Thursday, July 1, 2010

We didn't start the fire. .... Honest! And some pet fire safety for good measure.

Last night, as I was cooking dinner, the smoke alarm went off.

Wait, no. Smoke alarms. See that bolded S? ALARMS.

We are in a brand spanky new house (or heezy, as I have been enjoying to say lately) that has brand spanky new smoke alarms in every room. Now, it's mortifying enough to be cooking dinner and set off the smoke alarm. My mom has a magnet -- Dinner's ready when the smoke alarm goes off! Yeah. It's not the height of culinary fashion. It only happens when I'm grilling porkchops on the Griddler and I don't know why. They come out fine and tasty and juicy, and not charred lumps of sadness like you'd imagine when the smoke alarm goes off.

Uhm, alarms.

All of a sudden, all at once. BWEET BWEET BWEET BWEET. My smoke alarms, let me tell you about them -- three of them are in one section of the house and are about 10 feet apart from each other. 3 smoke alarms. Within a 10 foot radius. Also, there is one in the living room situated about 15 feet up on the ceiling, and one in our bedroom ceiling.

5 smoke alarms in a 1215 square foot house. Three within 10 feet of each other.

Can you guess where the cats were when they all went off at once like some unearthly howl of Beelzebub?


I'd had this happen before so I was more annoyed than anything when the BWEET BWEET BWEET started resonating in my ears. LOUDLY. Piercing like a hot iron poker. And then all of the following things happened in this order, in quick succession:

1. The cats flipped a wig. Our floors are wood so it went something like this.... "skrtch skrht ckshgt..SKRTSKRTSKRRTKSKRT ... FWUMP... SKRKEKTSKRKTSKR" those are cat claws (and the eventual cat falling over on its side from too much speed and no traction) desperately trying to get some traction to evade the hellhounds that were descending upon them from the smoke alarm gods.

2. Matt yelling FINN FINN FINN over and over again because Finn is scared of his own shadow, so surely his little brain was thinking this was the unholy end of days, and he couldn't get under the bed fast enough with his big bottom and bumblefoot. And he fell over about 4 times on the way because wood floors are cruel on manic catfeet.

3. In my rush to get the porkchops off the damn grill -- which I was thoroughly berating now -- THIS @#&^%&*# GRIDDLER I'M NEVER USING THIS #(&$( FOR $&#(%& PORKCHOPS AGAIN YOU #&(^*# PIECE OF %*#) %*)#*^ -- I dropped a porkchop. On my clean wood floors. And porkchop juice went everywhere. And it started again. %*&%)#*$!! (Matt later told me that as he ran by the kitchen to get to one of our many smoke alarms, he saw me standing there, staring angrily at the porkchop on the floor, with a fork in my hand. And at the time it wasn't funny, but it is now!)

4. Matt down the hall, yelling THE PUSH TO HUSH BUTTON ISN'T WORKING, WHAT DO I DO WHEN THE PUSH TO HUSH BUTTON DOESN'T WORK. Huh? I had no clue what a push to hush button was.. oh... that button on the smoke alarm that you can push to make it shut the #$^^$# up when it's going off. The buttons I can't reach because I'm a midget!

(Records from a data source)

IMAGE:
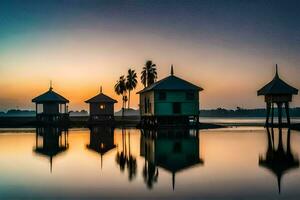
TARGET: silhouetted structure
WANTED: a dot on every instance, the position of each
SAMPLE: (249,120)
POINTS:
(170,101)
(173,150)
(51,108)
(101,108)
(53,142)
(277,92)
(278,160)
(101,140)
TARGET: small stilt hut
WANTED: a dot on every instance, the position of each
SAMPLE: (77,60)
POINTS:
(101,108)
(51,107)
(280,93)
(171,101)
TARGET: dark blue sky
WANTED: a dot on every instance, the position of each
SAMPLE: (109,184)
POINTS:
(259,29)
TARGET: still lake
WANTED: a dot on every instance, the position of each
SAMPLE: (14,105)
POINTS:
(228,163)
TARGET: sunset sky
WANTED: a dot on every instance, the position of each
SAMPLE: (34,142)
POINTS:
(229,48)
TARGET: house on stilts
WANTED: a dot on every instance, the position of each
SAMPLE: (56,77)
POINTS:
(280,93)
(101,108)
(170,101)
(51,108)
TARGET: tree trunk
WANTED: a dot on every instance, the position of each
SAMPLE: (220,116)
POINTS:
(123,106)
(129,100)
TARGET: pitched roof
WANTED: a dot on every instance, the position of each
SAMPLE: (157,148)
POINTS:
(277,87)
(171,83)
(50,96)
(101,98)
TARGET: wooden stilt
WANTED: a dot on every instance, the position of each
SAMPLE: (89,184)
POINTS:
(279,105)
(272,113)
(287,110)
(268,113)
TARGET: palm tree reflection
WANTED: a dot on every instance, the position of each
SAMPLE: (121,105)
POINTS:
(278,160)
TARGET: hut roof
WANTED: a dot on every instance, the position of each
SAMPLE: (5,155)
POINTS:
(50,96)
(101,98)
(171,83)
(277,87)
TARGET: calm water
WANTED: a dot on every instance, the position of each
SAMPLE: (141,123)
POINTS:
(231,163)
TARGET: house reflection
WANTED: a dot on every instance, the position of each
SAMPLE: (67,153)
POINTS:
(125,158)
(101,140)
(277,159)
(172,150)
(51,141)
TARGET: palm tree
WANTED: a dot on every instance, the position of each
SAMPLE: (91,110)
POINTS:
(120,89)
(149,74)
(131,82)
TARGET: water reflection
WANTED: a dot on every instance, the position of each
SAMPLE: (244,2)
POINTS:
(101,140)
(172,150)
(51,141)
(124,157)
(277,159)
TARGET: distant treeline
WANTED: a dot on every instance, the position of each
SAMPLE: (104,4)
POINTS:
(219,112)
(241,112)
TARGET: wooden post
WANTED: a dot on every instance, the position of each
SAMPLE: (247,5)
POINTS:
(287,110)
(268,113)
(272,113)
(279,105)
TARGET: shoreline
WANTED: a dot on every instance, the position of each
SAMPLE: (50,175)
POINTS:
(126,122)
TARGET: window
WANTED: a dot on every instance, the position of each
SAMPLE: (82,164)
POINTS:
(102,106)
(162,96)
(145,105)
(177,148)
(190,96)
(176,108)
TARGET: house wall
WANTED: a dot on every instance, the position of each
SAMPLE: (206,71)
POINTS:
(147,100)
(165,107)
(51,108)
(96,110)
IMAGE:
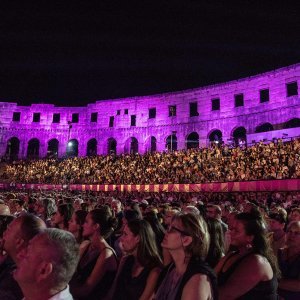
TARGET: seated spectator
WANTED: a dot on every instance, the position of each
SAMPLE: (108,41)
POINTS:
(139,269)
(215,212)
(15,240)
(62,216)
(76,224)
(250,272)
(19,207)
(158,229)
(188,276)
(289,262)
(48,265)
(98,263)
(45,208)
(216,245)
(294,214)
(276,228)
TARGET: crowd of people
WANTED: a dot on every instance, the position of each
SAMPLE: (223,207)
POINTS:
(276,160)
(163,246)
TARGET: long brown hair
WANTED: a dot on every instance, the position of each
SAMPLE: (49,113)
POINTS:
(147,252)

...

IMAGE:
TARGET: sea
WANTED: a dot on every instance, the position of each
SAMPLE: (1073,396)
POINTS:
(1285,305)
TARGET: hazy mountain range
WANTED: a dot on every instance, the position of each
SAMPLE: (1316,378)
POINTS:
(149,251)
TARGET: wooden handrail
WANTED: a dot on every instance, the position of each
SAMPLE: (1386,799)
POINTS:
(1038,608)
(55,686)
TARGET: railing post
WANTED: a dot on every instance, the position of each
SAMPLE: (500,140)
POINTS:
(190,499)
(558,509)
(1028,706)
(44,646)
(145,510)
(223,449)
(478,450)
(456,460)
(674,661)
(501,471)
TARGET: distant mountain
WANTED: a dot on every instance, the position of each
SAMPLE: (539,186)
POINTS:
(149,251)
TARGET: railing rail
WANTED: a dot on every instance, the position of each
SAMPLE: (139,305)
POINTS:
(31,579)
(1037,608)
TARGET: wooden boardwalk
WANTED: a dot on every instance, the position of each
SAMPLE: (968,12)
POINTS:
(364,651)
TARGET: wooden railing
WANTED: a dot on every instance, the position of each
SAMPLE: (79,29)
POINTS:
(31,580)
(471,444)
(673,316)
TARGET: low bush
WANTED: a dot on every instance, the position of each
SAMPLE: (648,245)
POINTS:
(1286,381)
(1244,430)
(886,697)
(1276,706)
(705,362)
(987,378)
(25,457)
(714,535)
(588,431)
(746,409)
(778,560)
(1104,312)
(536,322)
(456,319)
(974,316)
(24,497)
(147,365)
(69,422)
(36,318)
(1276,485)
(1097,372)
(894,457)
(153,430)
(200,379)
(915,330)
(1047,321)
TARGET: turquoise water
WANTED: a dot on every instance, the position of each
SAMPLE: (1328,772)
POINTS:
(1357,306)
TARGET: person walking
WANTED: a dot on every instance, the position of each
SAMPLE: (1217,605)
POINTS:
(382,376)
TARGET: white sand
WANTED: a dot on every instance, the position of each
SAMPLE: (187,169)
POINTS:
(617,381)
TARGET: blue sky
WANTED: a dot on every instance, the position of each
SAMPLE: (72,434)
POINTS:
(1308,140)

---

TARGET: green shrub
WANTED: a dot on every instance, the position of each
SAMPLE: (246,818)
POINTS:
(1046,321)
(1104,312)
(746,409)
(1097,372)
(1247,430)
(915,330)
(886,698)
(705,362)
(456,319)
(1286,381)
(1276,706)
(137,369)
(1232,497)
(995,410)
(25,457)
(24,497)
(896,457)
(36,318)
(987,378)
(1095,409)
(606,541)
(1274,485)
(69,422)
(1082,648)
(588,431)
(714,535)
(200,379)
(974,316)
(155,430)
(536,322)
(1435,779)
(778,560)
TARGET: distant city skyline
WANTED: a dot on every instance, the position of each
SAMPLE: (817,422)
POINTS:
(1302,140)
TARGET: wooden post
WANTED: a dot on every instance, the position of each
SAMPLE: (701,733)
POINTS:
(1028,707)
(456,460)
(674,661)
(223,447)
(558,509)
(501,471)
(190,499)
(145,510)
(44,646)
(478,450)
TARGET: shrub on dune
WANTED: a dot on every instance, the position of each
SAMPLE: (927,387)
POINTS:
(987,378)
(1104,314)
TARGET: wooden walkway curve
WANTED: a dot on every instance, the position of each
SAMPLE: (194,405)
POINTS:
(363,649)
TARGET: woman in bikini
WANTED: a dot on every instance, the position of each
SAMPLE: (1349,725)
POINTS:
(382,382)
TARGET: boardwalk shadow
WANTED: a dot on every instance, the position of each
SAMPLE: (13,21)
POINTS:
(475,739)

Exercise aim: Extend the smoke alarm blog post from its last line, keeping the same voice and the numbered list of events.

Answer to this problem:
5. Me standing on the bed, waving many towels at the smoke alarm on our ceiling as it screeched cruelly in my face, prompting another round of despicable badwords and a hatred that built in my chest for these evil devices. I can see why so many people take the batteries out of these horrid things. Seriously. If the one down the hall in the guest room went off, we would wake up. If the one over our bed went off in the middle of the night, we'd likely be prompted into seizures and perish in the flames anyway.



Later on, after I had cleaned my floor-chop mess and we were sullenly eating (okay that was just me), we got on the topic of cats in a house fire. If they were under the bed in a fire, how would we get them out safely?

Duh, I said, you'd grab them and throw them in a pillowcase and tie the end off and put them on the lawn.

That earned me a long ".........." and a Look.

But it's true!

I used to work in an upscale veterinary clinic for many years, and we would often have safety training and fire drills. And I never forgot my first fire drill where, in the event of a fire, we were responsible for the following (sorry another list):

1. Grabbing pillowcases from the cabinet.
2. Putting angry, cranky, sick, medicated (and likely frightened of the smoke alarm hellhounds at this point) cats and small dogs that probably want to eat our face off or at least poop in our shoes IN said pillowcases.
3. Secure pillowcases and run outside with as many as your arms could hold, full of angry frothing howling animals, and put them in your car for safety.

UH?? I could see it now; my car windows fogged up with about 10 black pillowcases with little felt flames on them rolling around in the backseat, fighting like a bad Looney Tunes clip. I was skeptical. But it was the noble thing to do. Luckily we never had a fire.

And we didn't have one last night, either.